§ Stated goal:
Transcribe the records in full, keeping every character as it is.

§ Input for this task:
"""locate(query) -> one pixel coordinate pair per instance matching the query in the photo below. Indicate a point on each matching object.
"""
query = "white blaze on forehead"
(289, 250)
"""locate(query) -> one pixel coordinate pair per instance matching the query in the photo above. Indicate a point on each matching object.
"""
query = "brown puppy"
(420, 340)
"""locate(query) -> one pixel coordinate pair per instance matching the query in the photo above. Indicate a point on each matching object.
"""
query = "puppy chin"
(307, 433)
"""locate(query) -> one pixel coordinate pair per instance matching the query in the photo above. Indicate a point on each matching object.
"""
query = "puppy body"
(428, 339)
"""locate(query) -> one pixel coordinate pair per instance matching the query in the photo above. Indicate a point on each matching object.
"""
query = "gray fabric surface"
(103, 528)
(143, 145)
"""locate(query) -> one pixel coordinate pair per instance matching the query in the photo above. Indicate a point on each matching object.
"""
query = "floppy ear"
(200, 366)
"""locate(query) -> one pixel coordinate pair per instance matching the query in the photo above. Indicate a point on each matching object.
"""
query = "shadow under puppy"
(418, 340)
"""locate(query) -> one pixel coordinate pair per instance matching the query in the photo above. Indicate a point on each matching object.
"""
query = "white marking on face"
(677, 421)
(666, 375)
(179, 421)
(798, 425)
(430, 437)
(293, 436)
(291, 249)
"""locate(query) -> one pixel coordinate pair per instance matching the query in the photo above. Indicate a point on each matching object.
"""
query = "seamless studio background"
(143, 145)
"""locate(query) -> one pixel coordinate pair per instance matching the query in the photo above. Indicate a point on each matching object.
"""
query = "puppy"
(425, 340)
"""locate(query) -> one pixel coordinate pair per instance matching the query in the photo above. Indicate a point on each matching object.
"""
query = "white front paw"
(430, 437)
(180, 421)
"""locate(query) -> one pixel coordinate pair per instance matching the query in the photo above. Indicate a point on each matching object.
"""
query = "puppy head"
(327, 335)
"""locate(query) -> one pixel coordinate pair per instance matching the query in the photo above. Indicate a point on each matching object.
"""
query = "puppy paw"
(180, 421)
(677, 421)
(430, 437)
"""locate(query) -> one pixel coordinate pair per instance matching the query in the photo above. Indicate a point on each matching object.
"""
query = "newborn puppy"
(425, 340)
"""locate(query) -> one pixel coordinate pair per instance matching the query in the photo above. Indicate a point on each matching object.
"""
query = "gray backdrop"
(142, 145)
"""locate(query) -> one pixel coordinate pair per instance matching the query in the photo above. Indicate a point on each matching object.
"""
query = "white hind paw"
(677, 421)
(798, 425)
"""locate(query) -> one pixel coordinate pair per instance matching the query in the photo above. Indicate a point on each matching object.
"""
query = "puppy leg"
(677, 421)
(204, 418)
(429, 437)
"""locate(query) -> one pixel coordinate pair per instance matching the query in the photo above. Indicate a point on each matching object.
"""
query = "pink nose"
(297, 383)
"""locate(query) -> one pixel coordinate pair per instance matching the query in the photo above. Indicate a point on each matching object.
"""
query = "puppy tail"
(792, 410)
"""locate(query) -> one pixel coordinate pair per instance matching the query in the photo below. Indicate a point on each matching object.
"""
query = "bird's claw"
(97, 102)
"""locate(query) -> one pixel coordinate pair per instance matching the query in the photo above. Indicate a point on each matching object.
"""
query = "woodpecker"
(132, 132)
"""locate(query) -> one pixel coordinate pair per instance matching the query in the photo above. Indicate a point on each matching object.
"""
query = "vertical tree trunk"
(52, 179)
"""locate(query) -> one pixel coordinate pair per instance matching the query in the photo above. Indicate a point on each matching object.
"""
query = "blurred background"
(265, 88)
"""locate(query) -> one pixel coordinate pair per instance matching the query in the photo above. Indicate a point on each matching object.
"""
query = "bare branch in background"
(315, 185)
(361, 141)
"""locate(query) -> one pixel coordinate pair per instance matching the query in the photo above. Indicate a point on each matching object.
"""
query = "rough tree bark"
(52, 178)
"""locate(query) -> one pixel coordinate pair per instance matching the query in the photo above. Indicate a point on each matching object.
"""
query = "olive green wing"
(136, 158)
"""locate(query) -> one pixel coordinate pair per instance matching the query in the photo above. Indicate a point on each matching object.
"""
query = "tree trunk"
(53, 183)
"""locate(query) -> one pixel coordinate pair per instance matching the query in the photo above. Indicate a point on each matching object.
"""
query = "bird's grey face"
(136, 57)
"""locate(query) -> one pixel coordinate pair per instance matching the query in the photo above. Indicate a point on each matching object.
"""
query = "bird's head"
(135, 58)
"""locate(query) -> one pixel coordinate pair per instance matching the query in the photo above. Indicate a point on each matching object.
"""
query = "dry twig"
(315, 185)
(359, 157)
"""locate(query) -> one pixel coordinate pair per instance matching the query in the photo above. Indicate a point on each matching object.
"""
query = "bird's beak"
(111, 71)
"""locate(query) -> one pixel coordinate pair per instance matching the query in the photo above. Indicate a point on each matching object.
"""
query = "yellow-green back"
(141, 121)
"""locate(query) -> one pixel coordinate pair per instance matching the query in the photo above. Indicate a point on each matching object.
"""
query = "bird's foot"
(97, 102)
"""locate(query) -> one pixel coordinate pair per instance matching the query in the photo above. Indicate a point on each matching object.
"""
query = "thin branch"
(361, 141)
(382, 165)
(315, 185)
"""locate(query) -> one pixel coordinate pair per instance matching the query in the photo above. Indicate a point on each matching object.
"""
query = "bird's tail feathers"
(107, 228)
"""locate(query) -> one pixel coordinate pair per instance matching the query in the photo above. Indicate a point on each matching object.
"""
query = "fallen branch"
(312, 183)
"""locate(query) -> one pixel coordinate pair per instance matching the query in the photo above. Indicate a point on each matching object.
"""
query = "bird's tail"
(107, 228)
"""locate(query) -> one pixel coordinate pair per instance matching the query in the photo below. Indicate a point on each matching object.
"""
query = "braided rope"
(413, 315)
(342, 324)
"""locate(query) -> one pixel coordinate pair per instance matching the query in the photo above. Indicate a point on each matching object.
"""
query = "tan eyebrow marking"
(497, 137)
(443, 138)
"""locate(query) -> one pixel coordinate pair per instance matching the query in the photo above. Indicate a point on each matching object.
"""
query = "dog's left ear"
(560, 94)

§ Final result:
"""locate(query) -> one pixel coordinate pair per instance matching the query in the photo below. Indicate a point on each matching object.
"""
query = "white blaze on forehead"
(289, 250)
"""locate(query) -> one pixel coordinate pair per instance matching the query in the photo above. Indicate a point on each matching object.
"""
query = "brown puppy"
(420, 340)
"""locate(query) -> one pixel coordinate pair per instance matching the query in the photo above. Indicate a point on each matching object.
"""
query = "puppy chin"
(307, 433)
"""locate(query) -> one pixel coordinate pair per instance matching the query in the photo above. Indicate a point on each matching object.
"""
query = "puppy body"
(428, 339)
"""locate(query) -> one pixel coordinate pair per instance matching the query in the photo above. Indicate a point on each matching object.
"""
query = "gray fabric surface"
(103, 528)
(143, 145)
"""locate(query) -> one pixel coordinate pair per instance matching the query in the photo above. Indicate a point on each matching object.
"""
query = "floppy ear"
(200, 366)
"""locate(query) -> one pixel coordinate pair per instance matching the query in the photo above. Indicate a point on each matching object.
"""
query = "shadow under puppy"
(418, 340)
"""locate(query) -> one pixel coordinate pair per instance matching the query in the photo above. Indicate a point on each matching object.
"""
query = "white marking on face"
(677, 421)
(666, 375)
(179, 421)
(798, 425)
(430, 437)
(293, 436)
(291, 249)
"""locate(query) -> one pixel coordinate pair per instance matching the query in the photo above. Indicate a point on each matching object.
"""
query = "seamless studio background"
(143, 145)
"""locate(query) -> one pixel coordinate pair per instance matching the query in the photo above. Indicate a point on each matching object.
"""
query = "puppy"
(425, 340)
"""locate(query) -> one pixel coordinate pair per instance matching the query in the photo above. Indicate a point on each matching object.
"""
query = "white front paw"
(430, 437)
(180, 421)
"""locate(query) -> one pixel coordinate pair per instance matching the query in the photo above. Indicate a point on each matching object.
"""
query = "puppy head"
(327, 335)
"""locate(query) -> one pixel coordinate pair per instance matching the query in the photo above. Indicate a point on each matching object.
"""
query = "puppy paw"
(180, 421)
(677, 421)
(430, 437)
"""locate(query) -> one pixel coordinate pair per instance matching the query in the photo above. Indicate a point on each matching object.
"""
query = "newborn puppy"
(425, 340)
"""locate(query) -> one pixel coordinate pair per instance matching the query in the photo above. Indicate a point on each matching object.
"""
query = "gray backdrop"
(142, 145)
"""locate(query) -> one pixel coordinate pair per instance matching the query in the photo above. Indicate a point on each matching object.
"""
query = "white hind paw"
(677, 421)
(798, 425)
"""locate(query) -> one pixel coordinate pair per instance matching the query in the photo above. Indicate a point on each matching object.
"""
query = "puppy leg"
(677, 421)
(204, 418)
(429, 437)
"""locate(query) -> one pixel coordinate pair per instance matching the query in the photo above. Indicate a point on each matching object.
"""
query = "pink nose"
(297, 383)
"""locate(query) -> one pixel coordinate pair per instance matching the query in the photo above. Indicate a point on each matching object.
"""
query = "puppy tail"
(792, 410)
"""locate(query) -> one pixel coordinate pair per instance matching the query in the photo below. Indicate a point on each matching object.
"""
query = "bird's claw"
(97, 102)
"""locate(query) -> one pixel coordinate pair per instance matching the query in the photo above. Indicate a point on each matching object.
"""
query = "woodpecker"
(132, 132)
"""locate(query) -> one pixel coordinate pair per instance matching the query in the photo above. Indicate a point on each matching object.
"""
query = "vertical tree trunk"
(52, 179)
"""locate(query) -> one pixel coordinate pair per instance matching the query in the photo above. Indicate a point on each matching object.
"""
query = "blurred background"
(265, 88)
"""locate(query) -> one pixel coordinate pair per instance matching the query in the photo above. Indicate a point on each matching object.
"""
query = "bare branch in background"
(315, 185)
(361, 141)
"""locate(query) -> one pixel coordinate pair per instance matching the query in the photo above. Indicate a point on each matching object.
"""
query = "rough tree bark"
(52, 178)
"""locate(query) -> one pixel coordinate pair per instance matching the query in the photo above. Indicate a point on each matching object.
"""
query = "olive green wing"
(136, 158)
"""locate(query) -> one pixel coordinate pair per instance matching the query in the photo above. Indicate a point on each matching object.
"""
query = "tree trunk"
(53, 183)
"""locate(query) -> one pixel coordinate pair per instance matching the query in the photo above. Indicate a point on each matching object.
"""
query = "bird's grey face"
(136, 57)
"""locate(query) -> one pixel coordinate pair per instance matching the query in the photo above. Indicate a point on each matching object.
"""
query = "bird's head"
(135, 58)
"""locate(query) -> one pixel coordinate pair per instance matching the query in the photo above. Indicate a point on each matching object.
"""
query = "dry twig"
(315, 185)
(359, 157)
"""locate(query) -> one pixel coordinate pair per instance matching the query in the photo above. Indicate a point on each matching object.
"""
query = "bird's beak"
(111, 71)
"""locate(query) -> one pixel coordinate pair per instance matching the query in the photo above. Indicate a point on each matching object.
"""
query = "yellow-green back"
(141, 121)
"""locate(query) -> one pixel coordinate pair per instance matching the query in the photo above. Indicate a point on each matching object.
"""
query = "bird's foot"
(97, 102)
"""locate(query) -> one pixel coordinate pair per instance matching the query in the photo above. Indicate a point on each matching object.
"""
query = "thin branch"
(361, 141)
(382, 165)
(315, 185)
"""locate(query) -> one pixel coordinate pair per instance matching the query in the photo above. Indicate a point on each matching object.
"""
query = "bird's tail feathers"
(107, 228)
"""locate(query) -> one pixel coordinate pair per instance matching the query in the photo above. Indicate a point on each matching object.
"""
query = "fallen branch"
(312, 183)
"""locate(query) -> one pixel coordinate pair per instance matching the query in the photo above. Indicate a point on each matching object.
"""
query = "bird's tail"
(107, 228)
"""locate(query) -> one pixel coordinate pair per instance matching the query in the photo below. Indicate a point on each matching object.
"""
query = "braided rope"
(413, 315)
(342, 324)
"""locate(query) -> one pixel coordinate pair per instance matching the query in the photo above. Indicate a point on each matching object.
"""
query = "tan eyebrow marking"
(497, 137)
(443, 138)
"""locate(query) -> one pixel coordinate pair per instance matching the query in the photo above. Indicate a point on each matching object.
"""
query = "dog's left ear"
(560, 94)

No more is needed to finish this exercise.